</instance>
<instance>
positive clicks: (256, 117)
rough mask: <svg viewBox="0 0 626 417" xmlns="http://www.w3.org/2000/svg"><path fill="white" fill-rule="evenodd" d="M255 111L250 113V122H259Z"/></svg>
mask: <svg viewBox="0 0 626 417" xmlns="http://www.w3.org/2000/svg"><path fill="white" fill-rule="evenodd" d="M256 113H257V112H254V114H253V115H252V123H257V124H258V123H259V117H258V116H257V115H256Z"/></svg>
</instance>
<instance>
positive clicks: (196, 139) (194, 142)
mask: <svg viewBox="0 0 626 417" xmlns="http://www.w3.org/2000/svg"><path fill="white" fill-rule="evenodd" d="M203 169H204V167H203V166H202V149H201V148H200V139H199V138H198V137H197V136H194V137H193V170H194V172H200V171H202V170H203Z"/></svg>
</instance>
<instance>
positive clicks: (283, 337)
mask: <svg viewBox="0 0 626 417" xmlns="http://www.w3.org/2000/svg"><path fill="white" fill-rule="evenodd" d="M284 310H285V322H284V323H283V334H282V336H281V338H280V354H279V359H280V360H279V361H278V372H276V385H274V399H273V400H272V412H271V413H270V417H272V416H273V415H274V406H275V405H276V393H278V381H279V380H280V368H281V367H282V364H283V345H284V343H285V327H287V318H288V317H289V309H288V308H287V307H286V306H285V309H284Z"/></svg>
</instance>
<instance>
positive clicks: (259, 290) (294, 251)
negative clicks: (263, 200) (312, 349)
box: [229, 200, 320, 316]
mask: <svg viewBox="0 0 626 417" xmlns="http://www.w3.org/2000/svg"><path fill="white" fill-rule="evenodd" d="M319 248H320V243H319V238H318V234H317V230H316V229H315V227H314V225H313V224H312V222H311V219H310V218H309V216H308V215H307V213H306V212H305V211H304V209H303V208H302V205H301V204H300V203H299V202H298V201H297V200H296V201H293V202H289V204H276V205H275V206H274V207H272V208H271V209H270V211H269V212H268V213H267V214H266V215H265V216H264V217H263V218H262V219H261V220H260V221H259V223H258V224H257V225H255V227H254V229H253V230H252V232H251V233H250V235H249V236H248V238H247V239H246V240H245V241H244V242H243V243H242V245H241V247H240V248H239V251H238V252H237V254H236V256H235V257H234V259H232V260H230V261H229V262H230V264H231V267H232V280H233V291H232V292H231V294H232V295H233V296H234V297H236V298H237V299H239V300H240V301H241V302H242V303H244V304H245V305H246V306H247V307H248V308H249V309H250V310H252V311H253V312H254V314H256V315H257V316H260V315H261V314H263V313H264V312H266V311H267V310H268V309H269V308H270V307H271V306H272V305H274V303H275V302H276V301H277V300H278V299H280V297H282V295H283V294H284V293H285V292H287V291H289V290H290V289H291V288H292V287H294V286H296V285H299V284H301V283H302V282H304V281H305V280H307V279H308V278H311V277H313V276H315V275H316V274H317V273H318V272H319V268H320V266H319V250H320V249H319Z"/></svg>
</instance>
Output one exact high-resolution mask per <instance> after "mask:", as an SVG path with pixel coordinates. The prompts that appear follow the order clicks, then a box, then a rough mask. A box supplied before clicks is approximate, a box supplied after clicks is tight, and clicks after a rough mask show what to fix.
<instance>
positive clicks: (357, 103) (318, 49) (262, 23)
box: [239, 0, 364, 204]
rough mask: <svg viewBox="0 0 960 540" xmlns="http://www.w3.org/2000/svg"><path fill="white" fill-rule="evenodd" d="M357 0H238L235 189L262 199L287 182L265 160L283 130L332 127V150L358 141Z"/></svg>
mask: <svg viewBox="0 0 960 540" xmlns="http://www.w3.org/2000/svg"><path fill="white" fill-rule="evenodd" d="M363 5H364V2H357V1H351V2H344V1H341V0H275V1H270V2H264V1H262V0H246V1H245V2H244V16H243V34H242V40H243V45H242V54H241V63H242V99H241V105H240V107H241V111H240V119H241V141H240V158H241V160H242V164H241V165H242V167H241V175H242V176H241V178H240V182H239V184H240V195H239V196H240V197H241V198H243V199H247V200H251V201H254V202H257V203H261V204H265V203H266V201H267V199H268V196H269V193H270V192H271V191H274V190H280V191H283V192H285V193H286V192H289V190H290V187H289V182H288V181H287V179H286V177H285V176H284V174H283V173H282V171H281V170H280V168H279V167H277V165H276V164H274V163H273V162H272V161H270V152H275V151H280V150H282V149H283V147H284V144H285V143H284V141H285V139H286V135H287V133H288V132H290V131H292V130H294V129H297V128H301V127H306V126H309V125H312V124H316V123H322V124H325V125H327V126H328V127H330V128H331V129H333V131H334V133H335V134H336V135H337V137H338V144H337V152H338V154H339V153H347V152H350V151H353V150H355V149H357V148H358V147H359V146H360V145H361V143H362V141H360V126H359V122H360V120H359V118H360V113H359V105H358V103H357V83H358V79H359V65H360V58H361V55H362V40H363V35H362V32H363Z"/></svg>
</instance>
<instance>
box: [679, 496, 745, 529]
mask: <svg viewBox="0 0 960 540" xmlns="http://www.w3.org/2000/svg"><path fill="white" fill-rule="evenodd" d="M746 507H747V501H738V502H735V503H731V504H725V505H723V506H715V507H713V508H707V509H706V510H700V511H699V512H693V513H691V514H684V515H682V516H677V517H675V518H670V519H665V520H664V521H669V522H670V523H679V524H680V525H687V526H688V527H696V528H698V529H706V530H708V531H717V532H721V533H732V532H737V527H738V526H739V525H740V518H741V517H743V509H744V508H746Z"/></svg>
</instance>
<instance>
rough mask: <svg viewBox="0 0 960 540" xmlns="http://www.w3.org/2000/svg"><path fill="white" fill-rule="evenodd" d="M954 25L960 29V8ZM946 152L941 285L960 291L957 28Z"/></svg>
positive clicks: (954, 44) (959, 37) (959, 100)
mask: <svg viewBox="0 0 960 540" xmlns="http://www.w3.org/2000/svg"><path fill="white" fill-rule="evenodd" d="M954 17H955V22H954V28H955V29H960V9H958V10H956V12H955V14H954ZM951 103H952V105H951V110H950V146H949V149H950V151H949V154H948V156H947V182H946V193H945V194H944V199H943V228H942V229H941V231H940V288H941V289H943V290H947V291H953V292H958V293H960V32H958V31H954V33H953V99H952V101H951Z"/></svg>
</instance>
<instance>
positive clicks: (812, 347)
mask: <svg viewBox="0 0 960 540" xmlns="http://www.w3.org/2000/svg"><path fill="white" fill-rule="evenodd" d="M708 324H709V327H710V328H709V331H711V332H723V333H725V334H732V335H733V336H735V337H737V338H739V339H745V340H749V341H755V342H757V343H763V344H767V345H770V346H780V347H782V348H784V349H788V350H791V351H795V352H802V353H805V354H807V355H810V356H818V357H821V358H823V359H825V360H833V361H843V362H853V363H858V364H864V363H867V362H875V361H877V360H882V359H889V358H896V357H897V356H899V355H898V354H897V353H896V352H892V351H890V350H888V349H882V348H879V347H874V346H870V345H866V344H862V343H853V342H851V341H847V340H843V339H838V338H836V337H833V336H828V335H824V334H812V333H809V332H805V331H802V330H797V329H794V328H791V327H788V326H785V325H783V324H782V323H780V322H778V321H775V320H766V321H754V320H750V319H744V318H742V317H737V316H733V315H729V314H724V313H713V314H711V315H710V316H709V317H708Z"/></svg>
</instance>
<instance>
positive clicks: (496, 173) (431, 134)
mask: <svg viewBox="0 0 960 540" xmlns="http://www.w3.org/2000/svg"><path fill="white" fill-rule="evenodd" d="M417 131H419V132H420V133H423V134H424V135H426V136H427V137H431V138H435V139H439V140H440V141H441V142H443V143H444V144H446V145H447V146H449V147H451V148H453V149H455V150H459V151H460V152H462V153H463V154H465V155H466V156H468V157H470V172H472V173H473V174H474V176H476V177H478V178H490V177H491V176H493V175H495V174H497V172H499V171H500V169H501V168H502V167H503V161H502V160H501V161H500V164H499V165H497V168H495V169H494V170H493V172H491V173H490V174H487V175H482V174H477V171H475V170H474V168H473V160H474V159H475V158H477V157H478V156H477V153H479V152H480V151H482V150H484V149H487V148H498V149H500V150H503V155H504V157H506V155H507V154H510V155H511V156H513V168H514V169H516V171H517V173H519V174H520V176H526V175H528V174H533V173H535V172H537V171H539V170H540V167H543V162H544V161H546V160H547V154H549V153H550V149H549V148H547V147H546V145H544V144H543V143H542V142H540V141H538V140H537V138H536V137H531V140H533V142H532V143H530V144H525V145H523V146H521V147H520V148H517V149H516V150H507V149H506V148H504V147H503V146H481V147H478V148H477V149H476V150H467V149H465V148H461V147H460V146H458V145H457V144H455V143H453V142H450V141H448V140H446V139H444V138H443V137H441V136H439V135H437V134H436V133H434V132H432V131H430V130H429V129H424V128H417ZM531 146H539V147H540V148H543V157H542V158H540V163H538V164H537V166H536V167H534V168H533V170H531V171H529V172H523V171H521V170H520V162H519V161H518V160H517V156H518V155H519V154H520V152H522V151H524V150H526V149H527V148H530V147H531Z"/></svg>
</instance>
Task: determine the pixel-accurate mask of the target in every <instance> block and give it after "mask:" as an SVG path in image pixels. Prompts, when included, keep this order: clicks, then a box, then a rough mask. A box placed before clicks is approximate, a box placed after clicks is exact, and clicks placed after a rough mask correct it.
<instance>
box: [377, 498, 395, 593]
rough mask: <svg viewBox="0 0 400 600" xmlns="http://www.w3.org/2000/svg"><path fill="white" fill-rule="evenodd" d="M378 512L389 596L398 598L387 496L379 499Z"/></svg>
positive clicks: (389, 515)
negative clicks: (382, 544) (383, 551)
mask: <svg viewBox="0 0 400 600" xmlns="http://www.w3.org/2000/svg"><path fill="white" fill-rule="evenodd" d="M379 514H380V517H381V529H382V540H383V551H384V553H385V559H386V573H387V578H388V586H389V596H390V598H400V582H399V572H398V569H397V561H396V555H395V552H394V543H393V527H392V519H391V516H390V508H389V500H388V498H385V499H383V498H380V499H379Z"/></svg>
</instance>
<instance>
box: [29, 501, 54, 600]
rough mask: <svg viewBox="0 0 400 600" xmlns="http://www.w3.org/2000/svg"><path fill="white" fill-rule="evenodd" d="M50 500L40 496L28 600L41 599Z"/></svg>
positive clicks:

====================

(Task to complete): Exactly as written, give again every line from the one containing "negative clicks: (382, 544) (383, 551)" through the last line of the material above, and no other lines.

(Problem solution):
negative clicks: (382, 544) (383, 551)
mask: <svg viewBox="0 0 400 600" xmlns="http://www.w3.org/2000/svg"><path fill="white" fill-rule="evenodd" d="M379 514H380V517H381V529H382V540H383V551H384V553H385V559H386V573H387V578H388V586H389V596H390V598H400V582H399V572H398V569H397V561H396V555H395V552H394V543H393V527H392V519H391V516H390V508H389V500H388V498H385V499H383V498H380V499H379Z"/></svg>
</instance>
<instance>
box: [29, 501, 54, 600]
rough mask: <svg viewBox="0 0 400 600" xmlns="http://www.w3.org/2000/svg"><path fill="white" fill-rule="evenodd" d="M50 500L40 496L28 600L41 599Z"/></svg>
positive clicks:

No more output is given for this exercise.